That’s what Dad had: a Delta 88. Or, rather, a seemingly unending succession of nearly indistinguishable Delta 88s. Like congressional elections, the purchase of a new Delta 88 was a biennial event in the Ahrens household. Except with us, it happened in odd-numbered years.

See, Dad had this rhythm: Every other fall, he’d go down to Royal Oldsmobile in Charleston, W. Va., where he knew the salesmen, the sales manager, the repairmen and the secretaries. After fleet buyers, he must have been Royal’s best customer. Well, the most predictable customer, at any rate. “Good” customers probably upgrade models and add options.

Not Dad. He knew what he wanted and would not be moved: a four-door Delta 88 with a white exterior and navy interior. Period. And that’s exactly what he bought, biennium after biennium, from the late ‘60s through the ‘70s and ‘80s and up until--well, we’ll get to that later.

Dad’s 2-year-old Delta 88 always had about 75,000 miles on it. (He was a traveling salesman.) So the Olds salesman would eye the immaculately kept car and tell Dad how much he would give on trade-in. Dad would say: “Drive it around the parking lot again. See if you can’t find another $50 under the floor mats.” I don’t know if the salesmen ever did, but when Dad said it, he sounded like one smooth devil to his young son.

## MATERIAL PROVIDED
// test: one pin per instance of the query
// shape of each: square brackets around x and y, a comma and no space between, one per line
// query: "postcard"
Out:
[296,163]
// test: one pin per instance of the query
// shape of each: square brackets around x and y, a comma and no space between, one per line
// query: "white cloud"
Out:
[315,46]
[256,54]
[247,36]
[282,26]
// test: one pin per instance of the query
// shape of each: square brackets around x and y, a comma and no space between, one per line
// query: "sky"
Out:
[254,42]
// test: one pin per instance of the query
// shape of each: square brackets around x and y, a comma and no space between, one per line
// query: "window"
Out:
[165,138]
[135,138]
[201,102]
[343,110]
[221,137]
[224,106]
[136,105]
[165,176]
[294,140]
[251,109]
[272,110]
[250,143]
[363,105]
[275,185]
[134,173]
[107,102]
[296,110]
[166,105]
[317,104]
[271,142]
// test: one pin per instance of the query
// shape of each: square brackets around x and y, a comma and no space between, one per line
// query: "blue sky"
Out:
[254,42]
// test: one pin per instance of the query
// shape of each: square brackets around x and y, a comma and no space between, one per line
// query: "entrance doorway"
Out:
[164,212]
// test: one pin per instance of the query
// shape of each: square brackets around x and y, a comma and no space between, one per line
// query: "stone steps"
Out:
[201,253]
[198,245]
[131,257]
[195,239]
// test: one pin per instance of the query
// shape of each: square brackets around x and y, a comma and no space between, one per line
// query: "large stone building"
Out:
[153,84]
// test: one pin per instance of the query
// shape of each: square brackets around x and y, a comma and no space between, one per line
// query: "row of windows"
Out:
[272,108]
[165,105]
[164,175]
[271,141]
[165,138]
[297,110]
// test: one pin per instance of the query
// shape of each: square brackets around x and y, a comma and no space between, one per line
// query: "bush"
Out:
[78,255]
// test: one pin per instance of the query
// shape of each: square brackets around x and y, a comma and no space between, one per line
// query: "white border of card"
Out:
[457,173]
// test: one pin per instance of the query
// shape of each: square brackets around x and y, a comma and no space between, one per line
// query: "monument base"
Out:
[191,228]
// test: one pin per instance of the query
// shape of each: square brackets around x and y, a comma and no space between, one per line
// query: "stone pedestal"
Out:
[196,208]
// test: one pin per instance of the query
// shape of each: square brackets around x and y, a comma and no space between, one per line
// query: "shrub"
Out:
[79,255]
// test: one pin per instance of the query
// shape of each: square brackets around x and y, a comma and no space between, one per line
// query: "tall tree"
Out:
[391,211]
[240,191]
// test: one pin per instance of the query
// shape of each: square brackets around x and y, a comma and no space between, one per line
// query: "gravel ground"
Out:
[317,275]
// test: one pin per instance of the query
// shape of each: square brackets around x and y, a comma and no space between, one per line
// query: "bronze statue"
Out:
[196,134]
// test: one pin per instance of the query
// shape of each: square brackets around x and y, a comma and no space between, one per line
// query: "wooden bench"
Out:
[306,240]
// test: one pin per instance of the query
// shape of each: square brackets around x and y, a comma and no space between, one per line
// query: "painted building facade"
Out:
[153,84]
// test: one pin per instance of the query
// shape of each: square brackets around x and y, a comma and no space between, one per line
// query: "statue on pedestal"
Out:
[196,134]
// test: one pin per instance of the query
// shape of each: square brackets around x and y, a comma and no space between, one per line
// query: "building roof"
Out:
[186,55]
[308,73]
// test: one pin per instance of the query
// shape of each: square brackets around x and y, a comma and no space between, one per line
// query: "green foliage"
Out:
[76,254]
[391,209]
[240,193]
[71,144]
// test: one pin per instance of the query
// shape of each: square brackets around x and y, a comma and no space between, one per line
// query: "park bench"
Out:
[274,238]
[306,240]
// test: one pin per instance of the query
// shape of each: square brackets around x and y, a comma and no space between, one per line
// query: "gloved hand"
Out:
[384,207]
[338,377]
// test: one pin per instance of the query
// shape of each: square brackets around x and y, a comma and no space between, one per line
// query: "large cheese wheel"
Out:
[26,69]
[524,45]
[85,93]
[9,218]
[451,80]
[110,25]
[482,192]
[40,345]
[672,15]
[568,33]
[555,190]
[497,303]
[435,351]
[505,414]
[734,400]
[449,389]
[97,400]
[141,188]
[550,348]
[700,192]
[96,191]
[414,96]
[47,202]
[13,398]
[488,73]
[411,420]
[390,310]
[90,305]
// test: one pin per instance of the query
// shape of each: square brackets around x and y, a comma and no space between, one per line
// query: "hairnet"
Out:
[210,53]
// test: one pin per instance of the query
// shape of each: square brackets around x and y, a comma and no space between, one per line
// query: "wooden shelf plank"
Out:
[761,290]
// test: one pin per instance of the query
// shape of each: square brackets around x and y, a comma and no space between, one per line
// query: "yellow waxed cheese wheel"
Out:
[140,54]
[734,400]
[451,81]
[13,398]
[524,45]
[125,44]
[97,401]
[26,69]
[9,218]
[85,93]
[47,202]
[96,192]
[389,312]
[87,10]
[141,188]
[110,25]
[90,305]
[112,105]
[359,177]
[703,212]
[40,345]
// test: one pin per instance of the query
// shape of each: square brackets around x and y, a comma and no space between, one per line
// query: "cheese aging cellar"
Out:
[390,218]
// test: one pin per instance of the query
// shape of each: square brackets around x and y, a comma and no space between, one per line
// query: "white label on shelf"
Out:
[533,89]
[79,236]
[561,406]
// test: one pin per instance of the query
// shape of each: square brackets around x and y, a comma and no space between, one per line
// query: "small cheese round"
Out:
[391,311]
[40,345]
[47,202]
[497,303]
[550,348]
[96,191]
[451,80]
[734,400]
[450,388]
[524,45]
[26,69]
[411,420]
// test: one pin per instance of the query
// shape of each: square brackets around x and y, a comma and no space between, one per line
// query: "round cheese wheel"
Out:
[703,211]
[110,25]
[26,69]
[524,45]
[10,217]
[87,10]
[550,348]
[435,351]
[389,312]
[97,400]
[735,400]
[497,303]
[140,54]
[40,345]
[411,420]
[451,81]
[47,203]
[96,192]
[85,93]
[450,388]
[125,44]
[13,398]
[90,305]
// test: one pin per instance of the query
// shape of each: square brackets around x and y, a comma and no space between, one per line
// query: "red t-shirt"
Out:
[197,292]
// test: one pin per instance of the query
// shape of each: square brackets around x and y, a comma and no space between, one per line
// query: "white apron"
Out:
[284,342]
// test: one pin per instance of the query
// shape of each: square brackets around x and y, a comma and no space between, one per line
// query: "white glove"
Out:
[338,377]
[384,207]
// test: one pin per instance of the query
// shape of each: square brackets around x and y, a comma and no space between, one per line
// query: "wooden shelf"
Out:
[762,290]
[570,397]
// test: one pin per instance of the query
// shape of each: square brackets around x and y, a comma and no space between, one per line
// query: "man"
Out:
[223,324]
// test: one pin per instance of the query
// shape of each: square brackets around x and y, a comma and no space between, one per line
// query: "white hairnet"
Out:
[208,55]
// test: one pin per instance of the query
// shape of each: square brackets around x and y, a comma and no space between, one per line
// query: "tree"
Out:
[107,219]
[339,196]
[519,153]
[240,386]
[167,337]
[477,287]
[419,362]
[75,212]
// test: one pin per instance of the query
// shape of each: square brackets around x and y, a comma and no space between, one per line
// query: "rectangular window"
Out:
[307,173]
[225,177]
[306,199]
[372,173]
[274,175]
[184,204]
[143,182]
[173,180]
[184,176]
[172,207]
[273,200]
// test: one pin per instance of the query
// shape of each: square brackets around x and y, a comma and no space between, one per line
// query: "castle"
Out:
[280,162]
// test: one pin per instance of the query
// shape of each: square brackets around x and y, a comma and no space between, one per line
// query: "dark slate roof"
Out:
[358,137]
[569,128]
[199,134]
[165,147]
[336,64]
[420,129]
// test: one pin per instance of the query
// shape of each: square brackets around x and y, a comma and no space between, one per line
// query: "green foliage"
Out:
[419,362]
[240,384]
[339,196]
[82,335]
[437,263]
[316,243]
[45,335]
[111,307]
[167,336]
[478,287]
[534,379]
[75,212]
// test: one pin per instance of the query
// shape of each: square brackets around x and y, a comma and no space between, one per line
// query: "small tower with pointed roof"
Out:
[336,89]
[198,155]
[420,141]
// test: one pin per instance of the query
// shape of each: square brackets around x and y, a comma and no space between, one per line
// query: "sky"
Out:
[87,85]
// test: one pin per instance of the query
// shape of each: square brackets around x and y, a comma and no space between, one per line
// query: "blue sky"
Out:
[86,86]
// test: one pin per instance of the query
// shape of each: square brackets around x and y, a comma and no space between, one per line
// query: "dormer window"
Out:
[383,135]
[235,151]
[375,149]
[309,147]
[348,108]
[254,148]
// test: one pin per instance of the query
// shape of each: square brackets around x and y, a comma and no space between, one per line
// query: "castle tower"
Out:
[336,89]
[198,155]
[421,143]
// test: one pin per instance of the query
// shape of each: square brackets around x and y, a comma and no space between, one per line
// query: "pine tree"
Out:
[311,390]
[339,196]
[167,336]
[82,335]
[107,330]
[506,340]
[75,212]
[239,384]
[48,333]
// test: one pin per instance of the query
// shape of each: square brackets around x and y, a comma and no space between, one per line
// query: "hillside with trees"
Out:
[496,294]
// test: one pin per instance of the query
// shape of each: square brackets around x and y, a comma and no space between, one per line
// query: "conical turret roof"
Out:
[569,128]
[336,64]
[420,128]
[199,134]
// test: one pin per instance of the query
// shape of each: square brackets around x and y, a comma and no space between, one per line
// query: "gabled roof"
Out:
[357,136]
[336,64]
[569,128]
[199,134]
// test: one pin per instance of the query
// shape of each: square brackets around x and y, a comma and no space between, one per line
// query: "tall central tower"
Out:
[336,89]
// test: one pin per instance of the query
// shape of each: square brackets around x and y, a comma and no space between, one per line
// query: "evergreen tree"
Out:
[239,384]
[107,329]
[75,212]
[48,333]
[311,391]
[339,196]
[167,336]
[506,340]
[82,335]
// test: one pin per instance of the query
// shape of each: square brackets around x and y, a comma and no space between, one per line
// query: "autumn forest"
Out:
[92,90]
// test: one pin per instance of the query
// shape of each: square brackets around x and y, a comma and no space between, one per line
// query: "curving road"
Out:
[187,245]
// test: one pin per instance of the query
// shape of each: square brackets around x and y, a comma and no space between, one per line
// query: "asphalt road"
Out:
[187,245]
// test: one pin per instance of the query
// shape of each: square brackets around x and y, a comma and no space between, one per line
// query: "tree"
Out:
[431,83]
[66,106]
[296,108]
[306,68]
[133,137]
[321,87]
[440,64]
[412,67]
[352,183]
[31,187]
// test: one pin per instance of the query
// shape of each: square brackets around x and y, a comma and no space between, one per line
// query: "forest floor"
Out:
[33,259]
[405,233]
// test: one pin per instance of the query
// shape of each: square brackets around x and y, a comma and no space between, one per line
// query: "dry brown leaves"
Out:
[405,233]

## SHORT EXERCISE
Carry on the story about Dad and his Delta 88s with the next part, starting right after its last sentence.

## ANSWER FOR THE TASK
*

I always knew when it was time to buy a new car, and I’d pore over the Oldsmobile catalogs. They were big, smooth, sleek things, the size of legal pads and nearly as thick. Filled with dreamy photographs, they were color wonderlands of American vehicular might. Here was the sporty Cutlass, usually complemented by a sexy young couple. The exotic Vista Cruiser station wagon, with the curved windows that wrapped over the roof. The elegant Ninety-Eight coupe, with a hint of tail fins and doors as long as a first-down pass. Typically, a dignified graying couple was pictured with the Ninety-Eight. They, obviously, had Made It.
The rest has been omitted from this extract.